AUFGABE: Als wen stellt die Schwester im Aufwachraum Herrn Bach laut dem Auszug über die Operation vor?

AUSGEWÄHLTER AUSZUG:
——————————

In der Nacht vor der OP denke ich über die Nachbarschaft von Schlaf und Tod nach und versuche, mich in einem Zwischenreich zu halten. Ich döse, schwitze, wälze mich, werde von Visionen heimgesucht. Eine fühlt sich an wie einer dieser seltenen Momente der Klarheit über das Wesen unserer Existenz: Ich fühle, sehe, rieche, höre und schmecke zuerst deutlich, wie sich das Leben für mich gestaltet. Also für mein Ich, mein Ego mit seinen Genen, seiner Sozialisation, seinem geistigen Hintergrund, auf den alle Erscheinungen auf diese ganz spezielle, einzigartige Weise treffen. Dann gibt es einen Cut und ich nehme alle Perspektiven aller Lebewesen auf einmal wahr. Ich kehre zurück in das kosmische Kollektiv. Ja, so könnte Sterben sein. Wird es mir ein paar Stunden später passieren?

Ich erinnere mich an eine Sauerstoffmaske, die ich auf das Gesicht setze, während ich irgendeine Frage beantworten muss. Ich höre meine Antwort aus weiter Ferne. Dann liege ich im Aufwachraum und eine Schwester sagt: „Das ist Herr Bach, ihr Operateur!“

Ich erwidere euphorisch und hoch erfreut: „Herr Bach!!!“

Aber der Arzt dreht sich nur weg: „Es hat keinen Sinn.“

Fünf Stunden später erklärt er mir, dass er zu diesem Zeitpunkt schon zehn Minuten mit mir gesprochen habe. „Aber sie haben immer wieder dieselbe Frage gestellt.“

Meine Erinnerung ist allerdings eine lückenlose Erzählung: Ich habe ihn erfreut begrüßt und er hat sich weg gedreht. Aber ich darf meiner Erinnerung an diesen Moment wohl nicht trauen. Vielleicht funktioniert so Demenz: Das Gehirn spiegelt seinem Ich eine lückenlose Erfahrungswelt vor, aber die Lücken für die Welt da draußen werden immer größer. „Sie haben immer wieder dieselbe Frage gestellt.“

„Was habe ich denn gefragt?“

Herr Bach überlegt. „Das kann ich Ihnen jetzt nicht mehr sagen.“

Rund sieben Stunden ist es mittlerweile her, dass ich operiert wurde und immer noch bin ich mir nicht ganz sicher, ob ich vielleicht doch gestorben bin und der Tod nur einen anderen Modus hat, als ich ihn mir vorgestellt habe. Die Welt, in der ich mich ungelenk bewege, wirkt wie eine leicht verschobene Parallelwelt. Die Menschen verhalten sich ungefähr so wie ich es von vor der OP kenne, aber irgendetwas ist anders. Ihre Bewegungen langsamer, die Sprache gedämpft… Nein, eigentlich ist alles wie immer, aber es fühlt sich nicht richtig an.

——————————

GEGEBENE ANGABEN:
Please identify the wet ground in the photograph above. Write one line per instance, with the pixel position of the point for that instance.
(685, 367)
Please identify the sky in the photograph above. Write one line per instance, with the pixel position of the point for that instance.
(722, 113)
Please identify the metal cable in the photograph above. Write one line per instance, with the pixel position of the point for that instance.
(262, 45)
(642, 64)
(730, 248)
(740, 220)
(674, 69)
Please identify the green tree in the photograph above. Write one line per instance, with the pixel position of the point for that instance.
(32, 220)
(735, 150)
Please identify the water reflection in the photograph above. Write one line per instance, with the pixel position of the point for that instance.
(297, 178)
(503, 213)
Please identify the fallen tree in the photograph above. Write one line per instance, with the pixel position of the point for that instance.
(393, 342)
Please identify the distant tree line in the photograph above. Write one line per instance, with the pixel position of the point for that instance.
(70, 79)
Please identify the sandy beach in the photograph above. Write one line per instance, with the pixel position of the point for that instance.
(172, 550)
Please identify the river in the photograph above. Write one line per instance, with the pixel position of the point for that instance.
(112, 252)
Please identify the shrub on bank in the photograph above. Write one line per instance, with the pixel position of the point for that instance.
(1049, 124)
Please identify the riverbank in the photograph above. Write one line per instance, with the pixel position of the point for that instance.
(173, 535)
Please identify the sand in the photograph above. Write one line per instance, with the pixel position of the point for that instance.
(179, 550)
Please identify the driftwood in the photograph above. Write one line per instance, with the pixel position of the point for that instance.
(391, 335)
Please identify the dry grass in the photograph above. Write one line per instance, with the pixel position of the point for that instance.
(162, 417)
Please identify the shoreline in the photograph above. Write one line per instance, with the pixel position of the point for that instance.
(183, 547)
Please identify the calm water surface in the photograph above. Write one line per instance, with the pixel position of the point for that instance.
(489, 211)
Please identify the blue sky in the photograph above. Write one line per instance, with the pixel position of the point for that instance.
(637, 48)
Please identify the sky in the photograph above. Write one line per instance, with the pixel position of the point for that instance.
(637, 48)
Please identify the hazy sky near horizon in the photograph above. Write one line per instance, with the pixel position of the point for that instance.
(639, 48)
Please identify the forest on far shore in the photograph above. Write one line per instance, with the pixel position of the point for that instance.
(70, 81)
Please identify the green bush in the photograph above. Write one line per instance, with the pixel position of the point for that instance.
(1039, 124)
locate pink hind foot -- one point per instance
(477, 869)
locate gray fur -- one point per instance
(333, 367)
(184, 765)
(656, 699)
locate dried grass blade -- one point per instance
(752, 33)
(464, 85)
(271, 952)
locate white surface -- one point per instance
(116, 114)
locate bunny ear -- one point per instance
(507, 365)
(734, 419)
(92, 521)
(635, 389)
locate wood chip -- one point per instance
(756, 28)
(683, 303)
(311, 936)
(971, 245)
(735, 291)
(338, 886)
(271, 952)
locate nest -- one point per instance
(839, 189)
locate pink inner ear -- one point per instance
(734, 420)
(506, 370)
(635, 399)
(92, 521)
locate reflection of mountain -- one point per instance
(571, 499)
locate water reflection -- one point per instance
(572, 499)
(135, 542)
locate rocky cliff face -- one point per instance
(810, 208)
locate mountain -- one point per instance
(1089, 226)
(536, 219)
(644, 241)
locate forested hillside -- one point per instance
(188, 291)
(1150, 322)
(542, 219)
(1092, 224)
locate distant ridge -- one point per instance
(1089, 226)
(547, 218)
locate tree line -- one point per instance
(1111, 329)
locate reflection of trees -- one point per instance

——————————

LÖSUNG: Als Operateur.